* Start Supplied text *

I'd let myself buy a warm cashmere wine  red sweater, the kind I've never let myself buy because it's too expensive and I'd wear it often.  Vanity? No, a deliberate choice to put on beauty in the face of doom.

I'd also try to go outside and shoot hoops more with the kids and not worry about the stellar record of 13-88 I've got going on free throw shots. We'd eat ice cream more and plant a garden anyway, because summer tomatoes rock. It would be a hassle, but I'd schedule a visit to weekly adoration, because I'd want to be better ready than I am now. I'd throw out socks with holes and give away skinny jeans and other things that are gathering dust in my closet and buy a pair of really good sneakers.

We would play music that is good, that is fun, that is ours and I'd sing more often even though my voice isn't very good.  We'd use every game in our closet.  I'd make scrap books for each kid. I'd get tickets to the theatre and to baseball games to surprise my husband with dates and we'd use the grill more and I'd learn to bake bread and strum the guitar. We'd repaint the rooms that have coloring on the walls in the summer and all the kiddos would take swimming lessons.  I'd also sign up the two that love it for spring soccer and let the one who doesn't, abstain.  I'd go to bed before 12 most nights, and possibly even 11 unless we were deciding to do an all night movie marathon or stay up for a meteor shower.

* End Supplied text *

- Exercise task 1:
From the passage, quote the part that opens with the words containing "I'd let myself" and closes with "face of doom.".
- Exercise task 2:
List every sport the passage mentions.

* Start Dataset extract *

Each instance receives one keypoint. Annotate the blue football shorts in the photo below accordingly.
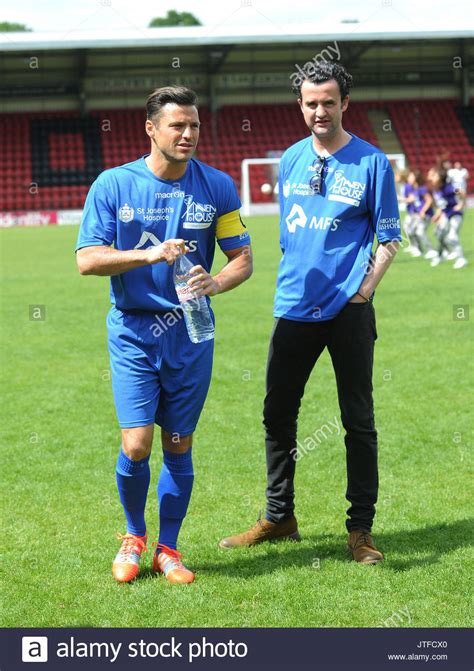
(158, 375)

* End Dataset extract *
* Start Dataset extract *

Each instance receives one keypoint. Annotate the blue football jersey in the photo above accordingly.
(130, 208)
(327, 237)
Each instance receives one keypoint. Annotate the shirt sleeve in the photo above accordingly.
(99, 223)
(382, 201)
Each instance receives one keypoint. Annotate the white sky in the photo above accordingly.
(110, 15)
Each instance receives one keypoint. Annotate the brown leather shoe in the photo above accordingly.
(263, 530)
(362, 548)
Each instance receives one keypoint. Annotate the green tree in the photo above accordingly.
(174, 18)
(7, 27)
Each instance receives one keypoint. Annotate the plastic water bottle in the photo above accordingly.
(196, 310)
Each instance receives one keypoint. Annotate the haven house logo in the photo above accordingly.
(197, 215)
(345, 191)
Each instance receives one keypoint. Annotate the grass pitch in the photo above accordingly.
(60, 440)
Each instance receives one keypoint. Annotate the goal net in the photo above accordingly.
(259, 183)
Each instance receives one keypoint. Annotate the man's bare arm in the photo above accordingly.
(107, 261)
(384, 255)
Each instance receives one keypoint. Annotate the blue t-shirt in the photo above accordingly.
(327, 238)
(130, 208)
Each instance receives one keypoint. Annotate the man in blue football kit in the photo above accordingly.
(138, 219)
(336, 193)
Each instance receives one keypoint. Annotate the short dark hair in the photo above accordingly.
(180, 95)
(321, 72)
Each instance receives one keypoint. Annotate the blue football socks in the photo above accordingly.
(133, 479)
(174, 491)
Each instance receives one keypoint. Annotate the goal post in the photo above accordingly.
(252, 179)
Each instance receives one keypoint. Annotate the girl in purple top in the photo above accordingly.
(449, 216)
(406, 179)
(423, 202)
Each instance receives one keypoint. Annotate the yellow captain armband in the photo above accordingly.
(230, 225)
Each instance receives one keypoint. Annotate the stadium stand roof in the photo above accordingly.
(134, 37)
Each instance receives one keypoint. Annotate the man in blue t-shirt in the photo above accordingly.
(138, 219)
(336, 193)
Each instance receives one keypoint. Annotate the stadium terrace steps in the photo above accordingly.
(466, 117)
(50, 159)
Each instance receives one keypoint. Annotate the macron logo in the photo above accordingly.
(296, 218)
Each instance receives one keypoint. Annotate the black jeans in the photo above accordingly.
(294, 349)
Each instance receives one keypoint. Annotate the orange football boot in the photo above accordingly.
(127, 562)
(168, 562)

* End Dataset extract *
* Start Dataset extract *

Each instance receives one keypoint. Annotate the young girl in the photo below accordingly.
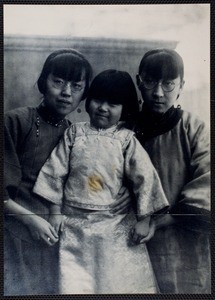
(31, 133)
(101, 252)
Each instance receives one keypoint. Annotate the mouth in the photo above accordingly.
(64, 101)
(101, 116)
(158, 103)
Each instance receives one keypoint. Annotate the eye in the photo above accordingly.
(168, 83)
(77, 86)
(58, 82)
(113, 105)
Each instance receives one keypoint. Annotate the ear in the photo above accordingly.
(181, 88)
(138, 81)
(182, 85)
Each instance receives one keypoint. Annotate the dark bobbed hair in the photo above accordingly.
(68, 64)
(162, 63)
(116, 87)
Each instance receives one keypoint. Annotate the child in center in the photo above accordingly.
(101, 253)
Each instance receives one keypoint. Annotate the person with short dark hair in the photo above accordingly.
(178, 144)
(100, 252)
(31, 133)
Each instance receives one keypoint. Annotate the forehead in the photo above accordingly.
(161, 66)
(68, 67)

* End Dataset extract *

- Written answer 1:
I'd let myself buy a warm cashmere wine  red sweater, the kind I've never let myself buy because it's too expensive and I'd wear it often.  Vanity? No, a deliberate choice to put on beauty in the face of doom.

- Written answer 2:
- Shooting hoops (basketball free throws)
- Baseball
- Swimming
- Soccer